Disabling Performance Management
To disable performance management, follow these steps:
Step 1
From the InfiniBand menu, choose Performance Management.
The Performance Management window opens.
Step 2
Click the subnet of the ports that you want to manage (for instance, fe:80:00:00:00:00:00:00).
The Port Counter Configuration display appears in the right pane of the window.
Step 3
Click the Disable radio button.
Enabling and Managing Port Monitoring
These topics describe how to enable and manage port monitoring:
•
Enabling Port Monitoring
•
Configuring Port Monitoring
•
Configuring Port Monitoring Thresholds
•
Viewing Port Monitoring Errors
Enabling Port Monitoring
To enable port monitoring, follow these steps:
Step 1
From the InfiniBand menu, choose Performance Management.
The Performance Management window opens.
Step 2
Expand the subnet of the connections that you want to monitor.
Step 3
Select the Port Monitor branch.
Step 4
Click the General tab.
Step 5
From the State drop-down menu, choose Enable.
Note
Enable enables port monitoring only for the ports that are configured in the Monitor Port Config table; enableAll enables port monitoring for all ports regardless of whether the port is configured in the Monitor Port Config table or not.
Step 6
Click Apply.
Configuring Port Monitoring
Step 1
From the InfiniBand menu, choose Performance Management.
The Performance Management window opens.
Step 2
Expand the subnet of the connections that you want to monitor.
The navigation tree expands.
Step 3
Select the Port Monitor branch.

════════════════════

Set exercise 1 => Revise the performance management instructions between "Disabling Performance Management" and "(for instance, fe:80:00:00:00:00:00:00).", inclusive, putting "Fabric" wherever "InfiniBand" appears.
Set exercise 2 => Write what comes next in the performance management instructions, picking up after their final line.

Information provided =>
════════════════════

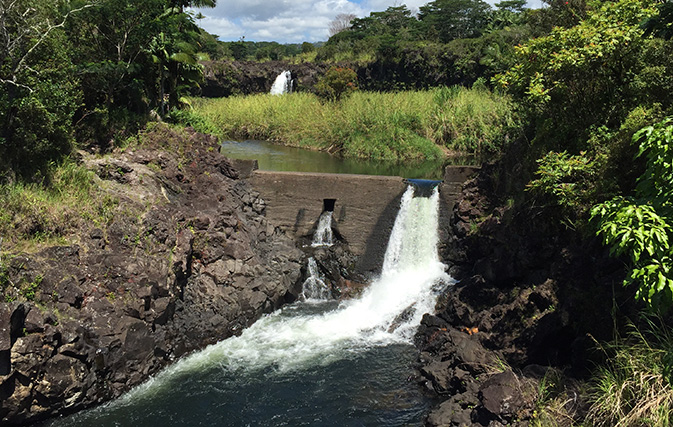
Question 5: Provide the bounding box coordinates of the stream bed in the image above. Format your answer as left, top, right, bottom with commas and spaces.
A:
220, 141, 470, 179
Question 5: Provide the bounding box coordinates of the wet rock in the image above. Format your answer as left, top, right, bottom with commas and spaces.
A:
0, 304, 12, 376
24, 307, 45, 334
479, 371, 536, 421
0, 125, 304, 425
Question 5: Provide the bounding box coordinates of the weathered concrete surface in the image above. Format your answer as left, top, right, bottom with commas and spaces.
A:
250, 166, 475, 273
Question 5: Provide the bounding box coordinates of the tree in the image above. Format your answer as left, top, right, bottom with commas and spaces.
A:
0, 0, 90, 179
315, 67, 358, 101
418, 0, 491, 43
301, 42, 315, 53
496, 0, 654, 153
327, 13, 357, 37
592, 117, 673, 309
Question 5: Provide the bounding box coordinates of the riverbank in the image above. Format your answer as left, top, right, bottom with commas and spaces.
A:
0, 125, 304, 424
416, 161, 640, 426
189, 87, 520, 160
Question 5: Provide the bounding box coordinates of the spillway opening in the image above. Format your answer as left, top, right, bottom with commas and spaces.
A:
58, 186, 453, 427
322, 199, 336, 212
404, 178, 443, 197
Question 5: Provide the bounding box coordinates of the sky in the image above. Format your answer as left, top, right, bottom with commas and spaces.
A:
197, 0, 540, 43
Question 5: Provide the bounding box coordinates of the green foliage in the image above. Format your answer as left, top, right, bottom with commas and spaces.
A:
167, 109, 220, 135
19, 274, 44, 301
418, 0, 491, 43
586, 320, 673, 427
430, 85, 521, 158
592, 118, 673, 308
315, 67, 358, 101
194, 87, 520, 159
0, 0, 80, 181
495, 0, 654, 153
0, 159, 117, 245
528, 151, 597, 210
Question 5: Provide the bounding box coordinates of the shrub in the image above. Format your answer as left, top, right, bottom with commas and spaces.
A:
315, 67, 358, 101
592, 117, 673, 308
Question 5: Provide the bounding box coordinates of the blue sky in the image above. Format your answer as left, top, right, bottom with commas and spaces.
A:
193, 0, 540, 43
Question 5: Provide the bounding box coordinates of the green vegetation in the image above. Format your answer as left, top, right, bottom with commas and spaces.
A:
193, 87, 519, 160
592, 118, 673, 308
0, 0, 214, 182
0, 160, 117, 245
587, 321, 673, 426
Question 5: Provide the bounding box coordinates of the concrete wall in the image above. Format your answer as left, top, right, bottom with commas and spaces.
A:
249, 166, 475, 272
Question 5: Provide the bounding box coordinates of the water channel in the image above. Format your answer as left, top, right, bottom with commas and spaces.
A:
47, 144, 451, 427
220, 141, 472, 179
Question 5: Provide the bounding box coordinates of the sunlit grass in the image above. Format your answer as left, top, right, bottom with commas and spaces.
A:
588, 322, 673, 427
0, 160, 117, 250
193, 87, 519, 160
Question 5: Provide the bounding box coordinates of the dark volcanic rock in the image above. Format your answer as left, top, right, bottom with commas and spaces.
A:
0, 127, 304, 425
416, 162, 633, 426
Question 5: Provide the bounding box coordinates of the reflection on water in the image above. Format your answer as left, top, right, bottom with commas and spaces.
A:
221, 141, 469, 179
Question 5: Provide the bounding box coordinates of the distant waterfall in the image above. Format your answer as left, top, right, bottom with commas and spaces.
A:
302, 257, 332, 300
270, 71, 292, 95
311, 211, 334, 247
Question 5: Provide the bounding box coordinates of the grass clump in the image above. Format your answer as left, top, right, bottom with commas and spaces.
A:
587, 321, 673, 427
192, 87, 519, 160
0, 159, 117, 246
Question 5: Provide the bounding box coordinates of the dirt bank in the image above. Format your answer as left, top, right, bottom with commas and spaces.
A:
0, 126, 304, 425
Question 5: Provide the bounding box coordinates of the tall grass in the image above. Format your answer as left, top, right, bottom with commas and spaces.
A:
193, 87, 519, 160
588, 321, 673, 427
0, 160, 117, 249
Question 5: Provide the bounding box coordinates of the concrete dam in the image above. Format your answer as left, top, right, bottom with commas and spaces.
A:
244, 165, 477, 273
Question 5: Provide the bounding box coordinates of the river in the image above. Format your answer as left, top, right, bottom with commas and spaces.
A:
47, 171, 451, 427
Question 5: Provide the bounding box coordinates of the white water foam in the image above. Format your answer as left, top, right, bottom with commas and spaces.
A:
302, 257, 332, 301
120, 187, 451, 404
311, 211, 333, 248
270, 71, 292, 95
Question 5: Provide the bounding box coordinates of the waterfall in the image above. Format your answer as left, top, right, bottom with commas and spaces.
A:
270, 71, 292, 95
311, 211, 333, 247
302, 257, 332, 301
102, 186, 451, 405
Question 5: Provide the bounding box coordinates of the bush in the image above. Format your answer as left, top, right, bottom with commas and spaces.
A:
592, 117, 673, 308
315, 67, 358, 101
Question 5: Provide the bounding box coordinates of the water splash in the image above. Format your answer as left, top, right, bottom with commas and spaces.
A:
302, 257, 332, 301
270, 71, 292, 95
311, 211, 333, 248
102, 186, 451, 405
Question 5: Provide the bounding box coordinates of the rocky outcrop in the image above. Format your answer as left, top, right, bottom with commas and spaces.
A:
416, 167, 633, 426
0, 127, 304, 425
200, 61, 334, 98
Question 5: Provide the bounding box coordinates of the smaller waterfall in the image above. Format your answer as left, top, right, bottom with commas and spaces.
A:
270, 70, 292, 95
302, 257, 332, 300
311, 211, 334, 248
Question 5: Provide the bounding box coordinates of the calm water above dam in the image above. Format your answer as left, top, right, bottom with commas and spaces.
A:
47, 181, 452, 427
221, 141, 470, 179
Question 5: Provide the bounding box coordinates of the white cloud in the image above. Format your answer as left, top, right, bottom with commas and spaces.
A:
194, 0, 539, 43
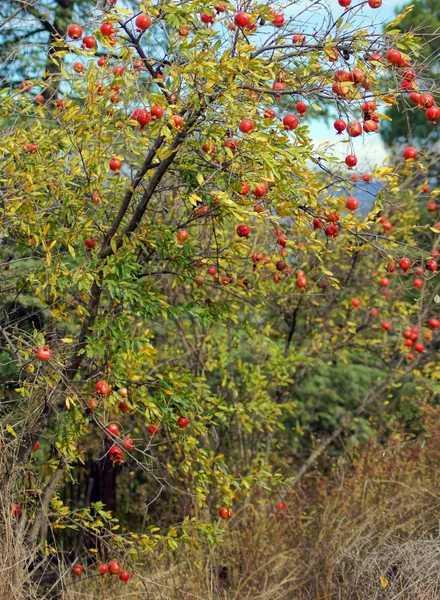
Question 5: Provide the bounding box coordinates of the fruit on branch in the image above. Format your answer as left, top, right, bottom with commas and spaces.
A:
95, 379, 112, 396
283, 114, 299, 130
134, 13, 151, 31
67, 23, 82, 40
237, 224, 251, 238
238, 119, 255, 133
234, 12, 252, 29
345, 196, 359, 212
83, 35, 96, 50
108, 446, 124, 465
403, 146, 418, 160
119, 570, 130, 583
106, 423, 121, 439
399, 257, 411, 273
121, 438, 134, 452
72, 565, 84, 576
35, 345, 52, 362
108, 558, 121, 575
177, 417, 189, 429
176, 229, 188, 244
253, 183, 267, 198
108, 157, 122, 174
333, 119, 347, 135
345, 154, 357, 169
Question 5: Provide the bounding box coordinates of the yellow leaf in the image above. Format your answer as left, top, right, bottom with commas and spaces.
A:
6, 423, 17, 437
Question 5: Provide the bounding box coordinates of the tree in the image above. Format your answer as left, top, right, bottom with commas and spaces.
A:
0, 2, 439, 597
380, 0, 440, 147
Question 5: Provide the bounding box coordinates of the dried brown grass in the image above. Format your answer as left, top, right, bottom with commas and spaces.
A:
6, 438, 440, 600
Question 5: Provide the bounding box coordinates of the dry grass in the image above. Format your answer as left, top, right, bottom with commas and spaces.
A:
4, 438, 440, 600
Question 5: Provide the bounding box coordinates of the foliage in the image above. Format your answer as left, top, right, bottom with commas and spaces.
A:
0, 1, 440, 598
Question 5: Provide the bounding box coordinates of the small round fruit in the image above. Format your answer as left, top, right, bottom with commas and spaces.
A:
399, 257, 411, 273
108, 558, 121, 575
238, 119, 255, 133
403, 146, 418, 160
95, 379, 112, 396
36, 346, 52, 362
100, 23, 114, 36
119, 570, 130, 583
83, 35, 96, 50
177, 417, 189, 429
237, 225, 251, 238
121, 438, 134, 452
345, 196, 359, 211
134, 13, 151, 31
67, 23, 82, 40
283, 114, 299, 130
176, 229, 188, 244
150, 106, 164, 119
147, 425, 159, 437
108, 157, 122, 173
234, 12, 251, 29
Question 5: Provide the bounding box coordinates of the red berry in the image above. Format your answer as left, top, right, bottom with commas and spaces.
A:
200, 13, 214, 25
283, 114, 299, 130
253, 183, 267, 198
333, 119, 348, 134
121, 438, 134, 452
345, 196, 359, 211
176, 229, 188, 244
403, 146, 418, 160
428, 318, 440, 329
119, 570, 130, 583
177, 417, 189, 429
234, 12, 251, 29
67, 24, 82, 40
108, 158, 122, 173
83, 35, 96, 50
237, 225, 251, 238
238, 119, 255, 133
399, 258, 411, 273
108, 558, 121, 575
95, 379, 112, 396
134, 13, 151, 31
100, 23, 113, 36
36, 346, 52, 362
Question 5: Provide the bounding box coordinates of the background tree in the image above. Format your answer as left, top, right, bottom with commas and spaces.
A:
0, 2, 440, 598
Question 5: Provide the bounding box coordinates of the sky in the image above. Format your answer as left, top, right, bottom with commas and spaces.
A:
295, 0, 407, 171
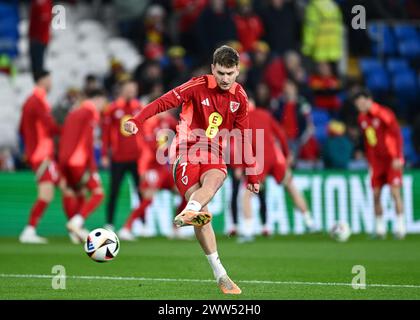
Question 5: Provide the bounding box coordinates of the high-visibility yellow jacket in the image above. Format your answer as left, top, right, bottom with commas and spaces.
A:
302, 0, 344, 62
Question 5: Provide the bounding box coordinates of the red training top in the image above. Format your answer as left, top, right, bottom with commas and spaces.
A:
19, 87, 60, 168
58, 100, 99, 171
358, 102, 404, 165
102, 98, 141, 162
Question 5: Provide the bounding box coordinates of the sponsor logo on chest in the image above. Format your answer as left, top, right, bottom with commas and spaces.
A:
229, 101, 241, 112
114, 109, 124, 119
372, 118, 381, 129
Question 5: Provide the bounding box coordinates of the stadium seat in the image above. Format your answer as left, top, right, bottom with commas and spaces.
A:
315, 123, 328, 144
401, 127, 420, 165
386, 58, 410, 73
392, 70, 419, 97
394, 24, 418, 40
398, 38, 420, 59
359, 58, 383, 76
368, 23, 397, 55
366, 70, 390, 94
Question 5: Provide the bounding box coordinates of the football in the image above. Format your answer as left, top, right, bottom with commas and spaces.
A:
85, 228, 120, 262
330, 221, 351, 242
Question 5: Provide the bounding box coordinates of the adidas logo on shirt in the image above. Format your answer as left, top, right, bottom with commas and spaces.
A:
201, 98, 210, 107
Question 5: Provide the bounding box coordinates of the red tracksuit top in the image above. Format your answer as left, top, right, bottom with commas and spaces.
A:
19, 87, 60, 167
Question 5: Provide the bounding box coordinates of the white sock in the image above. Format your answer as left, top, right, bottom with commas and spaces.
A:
244, 218, 254, 237
302, 211, 314, 229
376, 216, 386, 234
22, 224, 36, 235
184, 200, 202, 211
396, 214, 405, 234
70, 214, 85, 228
206, 251, 226, 280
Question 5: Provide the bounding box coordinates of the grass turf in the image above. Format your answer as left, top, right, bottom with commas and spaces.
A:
0, 234, 420, 300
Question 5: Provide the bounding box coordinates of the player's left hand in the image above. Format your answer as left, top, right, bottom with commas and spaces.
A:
392, 158, 404, 170
247, 183, 260, 193
124, 120, 139, 134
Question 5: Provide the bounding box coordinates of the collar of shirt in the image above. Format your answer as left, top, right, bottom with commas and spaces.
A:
368, 102, 381, 116
207, 74, 238, 94
80, 100, 99, 122
33, 86, 47, 100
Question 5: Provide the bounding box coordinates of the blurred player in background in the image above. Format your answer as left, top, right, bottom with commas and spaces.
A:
353, 89, 406, 239
101, 79, 141, 230
231, 99, 313, 242
125, 46, 259, 294
19, 70, 60, 243
59, 89, 106, 243
118, 111, 186, 241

════════════════════

Task response 1 =>
Disabling Performance Management
To disable performance management, follow these steps:
Step 1
From the Fabric menu, choose Performance Management.
The Performance Management window opens.
Step 2
Click the subnet of the ports that you want to manage (for instance, fe:80:00:00:00:00:00:00).

Task response 2 =>
Step 4
Click the General tab.
Step 5
In the Polling Period field, enter an integer value between 1 and 600 to configure the number of seconds between polls.
Step 6
In the Start Delay field, enter an integer value between 1 and 600 to configure the delay between startup and polling.
Configuring Port Monitoring Thresholds
To configure port monitoring thresholds, follow these steps:
Step 1
From the InfiniBand menu, choose Performance Management.
The Performance Management window opens.
Step 2
Expand the subnet of the connections that you want to monitor.
The navigation tree expands.
Step 3
Select the Port Monitor branch.
Step 4
Click the Threshold tab.
Step 5
Enter an integer value in the fields where you want to apply a threshold. Enter none in the fields to which you do not want to apply a threshold.
Step 6
Click Apply.
Viewing Port Monitoring Errors
To view port monitoring errors, follow these steps:
Step 1
From the InfiniBand menu, choose Performance Management.
The Performance Management window opens.
Step 2
Expand the subnet of the connections that you want to monitor.
The navigation tree expands.
Step 3
Select the Port Monitor branch.
Step 4
Click the Port Errors tab.
Step 5
Port errors are displayed.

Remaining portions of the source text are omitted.